Translation and the Study of Esotericism

Translation and the Study of Esotericism

By Birgit Menzel

Although translation is omnipresent, we are still generally unaware of it. Translators remain invisible. We often share popular assumptions about translation (e.g. that it transfers meaning from one text to another, from one national language to another, the result of which should provide equivalence to the source text), and when we do consider it, we often make negative value judgments, i.e. we follow a “hermeneutics of suspicion” (Israel 2023). Both translation studies and the study of esotericism have a lot in common. They are young academic disciplines, only several decades old, still fighting for legitimacy and recognition. They both require expert knowledge, are contested and function with an aura of authority. But even beyond the disciplines, translation and esotericism are related. They should be seen as intersecting categories, mutually influencing and challenging each other (Israel 2023).

Translating the Transcendent ©Romina Kaltenbach (KI/Microsoft Designer)

Upon critical reflection, all our assumptions about translation need to be deconstructed. The Judeo-Christian religion has deeply affected both the history of translation and that of Western esotericism. And it is precisely the idea of a coherent source text that is considered the ‘original’, the starting point for translation, that is inextricably linked to the history of Christianity and also to the Western history of scientific knowledge, with its close relationship between truth, faith and reason (Lent 2017). The Judeo-Christian emphasis on scripture – and even more on one single authoritative written text at the center of any religion – became the norm and a universal category. Translating the Bible, the One Word of God, became the model which was later, from the Renaissance onwards, transferred from the level of the sacred to the profane, i.e. to literature, aesthetic norms and national languages. With the Bible translation as the hermeneutical model, long-term doctrinal biases were established which are still in effect today, even in distant, formerly colonized countries.

Workbench of the Initiate ©Julian Kaltenbach (KI/Microsoft Designer)

Western missionaries sought to create a Christian language by translating Thomas Aquinas into Chinese, for example. However, they had to compromise by creating new hybrid terms, and so their work also affected the target language itself. Norms were different in the world outside Europe, regarding, among others, a single coherent source text or the norm of translation being done by individuals. In China, for instance, they were more often than not done collectively. Chinese monks translated Buddhist texts from Sanskrit in collaborative projects of several hundred people, a process that involved a whole range of different roles and was performed in public.

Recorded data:
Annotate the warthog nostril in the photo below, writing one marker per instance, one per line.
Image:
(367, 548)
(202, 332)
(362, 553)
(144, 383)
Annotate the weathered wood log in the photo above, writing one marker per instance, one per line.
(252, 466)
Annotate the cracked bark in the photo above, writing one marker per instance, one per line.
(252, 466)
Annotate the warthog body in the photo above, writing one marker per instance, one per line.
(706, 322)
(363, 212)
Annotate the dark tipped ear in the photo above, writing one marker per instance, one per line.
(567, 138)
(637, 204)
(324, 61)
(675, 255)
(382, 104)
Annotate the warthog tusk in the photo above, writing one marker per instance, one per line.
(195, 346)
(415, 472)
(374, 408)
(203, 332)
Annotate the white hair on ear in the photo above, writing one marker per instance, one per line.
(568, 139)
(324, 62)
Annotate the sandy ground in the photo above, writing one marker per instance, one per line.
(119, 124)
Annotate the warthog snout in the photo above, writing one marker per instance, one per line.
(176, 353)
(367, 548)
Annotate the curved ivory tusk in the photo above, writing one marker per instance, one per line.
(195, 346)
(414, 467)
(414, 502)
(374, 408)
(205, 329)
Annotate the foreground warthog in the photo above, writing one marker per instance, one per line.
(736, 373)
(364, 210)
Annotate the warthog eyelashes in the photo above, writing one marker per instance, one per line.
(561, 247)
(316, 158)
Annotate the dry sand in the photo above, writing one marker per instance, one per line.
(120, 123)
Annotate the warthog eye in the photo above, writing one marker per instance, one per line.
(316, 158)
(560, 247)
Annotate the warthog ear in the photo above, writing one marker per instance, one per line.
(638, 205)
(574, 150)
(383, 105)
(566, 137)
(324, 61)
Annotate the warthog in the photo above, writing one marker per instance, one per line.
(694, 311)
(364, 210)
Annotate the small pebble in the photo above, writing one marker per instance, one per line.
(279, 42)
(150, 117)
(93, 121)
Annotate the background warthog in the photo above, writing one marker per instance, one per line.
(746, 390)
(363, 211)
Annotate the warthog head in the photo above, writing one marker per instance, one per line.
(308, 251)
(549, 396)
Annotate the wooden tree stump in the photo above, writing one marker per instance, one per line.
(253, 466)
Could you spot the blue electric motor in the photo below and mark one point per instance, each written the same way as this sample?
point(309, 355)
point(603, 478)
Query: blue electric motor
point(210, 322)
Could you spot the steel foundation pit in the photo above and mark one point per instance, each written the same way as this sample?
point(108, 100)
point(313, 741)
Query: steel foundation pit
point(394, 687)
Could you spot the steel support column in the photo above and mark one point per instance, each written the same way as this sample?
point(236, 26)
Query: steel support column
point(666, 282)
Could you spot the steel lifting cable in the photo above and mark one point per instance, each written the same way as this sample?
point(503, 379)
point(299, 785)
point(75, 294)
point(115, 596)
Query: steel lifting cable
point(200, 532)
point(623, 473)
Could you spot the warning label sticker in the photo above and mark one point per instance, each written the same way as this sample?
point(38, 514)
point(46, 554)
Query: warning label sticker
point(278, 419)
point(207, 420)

**The request:**
In the essay on translation and esotericism, which shared traits of translation studies and the study of esotericism are listed?

**Answer in full:**
- They are young academic disciplines, only several decades old.
- They are still fighting for legitimacy and recognition.
- They require expert knowledge.
- They are contested.
- They function with an aura of authority.